Stated problem>
Reproduce every row below word for word.

Data listing>
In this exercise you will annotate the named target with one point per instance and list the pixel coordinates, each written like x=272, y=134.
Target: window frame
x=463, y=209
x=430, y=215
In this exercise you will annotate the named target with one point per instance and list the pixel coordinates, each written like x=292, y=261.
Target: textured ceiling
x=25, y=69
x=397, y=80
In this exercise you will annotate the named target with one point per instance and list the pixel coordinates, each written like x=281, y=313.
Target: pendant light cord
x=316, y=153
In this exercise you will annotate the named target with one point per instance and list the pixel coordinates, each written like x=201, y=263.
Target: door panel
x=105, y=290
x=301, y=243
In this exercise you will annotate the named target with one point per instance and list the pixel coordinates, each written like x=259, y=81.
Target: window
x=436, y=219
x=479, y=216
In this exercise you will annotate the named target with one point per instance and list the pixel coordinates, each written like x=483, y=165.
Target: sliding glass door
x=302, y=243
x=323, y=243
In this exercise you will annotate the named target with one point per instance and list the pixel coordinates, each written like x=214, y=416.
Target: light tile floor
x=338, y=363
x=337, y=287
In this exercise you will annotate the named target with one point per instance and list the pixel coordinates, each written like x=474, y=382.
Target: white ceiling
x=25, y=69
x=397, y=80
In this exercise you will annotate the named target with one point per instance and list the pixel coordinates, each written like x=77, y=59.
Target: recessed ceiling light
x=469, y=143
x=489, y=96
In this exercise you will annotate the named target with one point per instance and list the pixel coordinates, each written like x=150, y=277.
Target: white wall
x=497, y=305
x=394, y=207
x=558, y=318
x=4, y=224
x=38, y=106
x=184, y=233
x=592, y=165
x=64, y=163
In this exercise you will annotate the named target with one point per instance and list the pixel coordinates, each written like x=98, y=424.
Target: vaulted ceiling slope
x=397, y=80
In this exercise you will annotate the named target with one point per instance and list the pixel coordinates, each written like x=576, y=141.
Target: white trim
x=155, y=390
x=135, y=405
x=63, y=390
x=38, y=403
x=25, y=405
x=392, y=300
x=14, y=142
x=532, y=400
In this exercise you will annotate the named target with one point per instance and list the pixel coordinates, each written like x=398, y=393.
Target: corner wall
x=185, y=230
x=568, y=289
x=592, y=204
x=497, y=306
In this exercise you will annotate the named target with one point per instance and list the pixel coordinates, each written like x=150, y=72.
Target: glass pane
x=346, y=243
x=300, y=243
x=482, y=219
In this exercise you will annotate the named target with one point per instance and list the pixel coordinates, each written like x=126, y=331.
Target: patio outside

The reply>
In this exercise you will annotate the named target with one point per instance and list the pixel coordinates, each written like x=272, y=134.
Target: window frame
x=463, y=209
x=430, y=215
In this exercise you will annotate the named target with one point per instance and list the pixel coordinates, each written like x=292, y=261.
Target: textured ceiling
x=25, y=69
x=397, y=80
In this exercise you will annotate the named target with one point per instance and list the pixel coordinates, each written like x=281, y=313.
Target: pendant light cord
x=316, y=153
In this exercise you will annotate the named target with one point per instance and list the pixel coordinates, each written like x=201, y=263.
Target: door panel
x=105, y=290
x=301, y=243
In this exercise you will annotate the named target with one point per instance and list the pixel coordinates, each written like x=259, y=81.
Target: window
x=436, y=219
x=479, y=216
In this exercise you will annotate the named target with one point per instance and list the pixel coordinates, each written like x=483, y=165.
Target: sliding glass door
x=302, y=243
x=323, y=243
In this exercise you will annotate the named target with one point per instance and list the pixel coordinates, each written like x=214, y=416.
Target: light tile floor
x=338, y=363
x=337, y=287
In this exercise you will annotate the named target with one point per instance and list the pixel coordinates, each written like x=474, y=382.
Target: white ceiling
x=25, y=69
x=397, y=80
In this exercise you will annotate the named target with one point per instance and list the pixel coordinates, each written like x=77, y=59.
Target: recessed ceiling light
x=469, y=143
x=489, y=96
In this exercise you will annotate the named target with one point per instance and list the pixel coordinates, each written like x=150, y=277.
Target: white wall
x=497, y=305
x=394, y=207
x=558, y=318
x=4, y=224
x=38, y=106
x=184, y=233
x=592, y=165
x=64, y=163
In this exercise you will annotate the named target with one point per instance and list the pixel coordinates, each written like x=98, y=424.
Target: vaulted ceiling slope
x=397, y=80
In this exercise you will annotate the named target with one point per instance and list the pixel coordinates, each written like x=576, y=141.
Target: white trim
x=155, y=390
x=135, y=405
x=63, y=390
x=38, y=403
x=25, y=405
x=392, y=300
x=14, y=142
x=532, y=400
In this exercise you will annotate the named target with one point per instance and list the pixel coordinates, each written like x=398, y=393.
Target: corner wall
x=185, y=230
x=568, y=289
x=592, y=204
x=497, y=306
In this exercise you will annotate the named target with one point per instance and list the pixel coordinates, each written like x=150, y=72.
Target: glass pane
x=346, y=243
x=300, y=243
x=482, y=219
In this exercise you will annotate the named target with one point per instance and list the pixel coordinates, each written like x=126, y=331.
Target: patio outside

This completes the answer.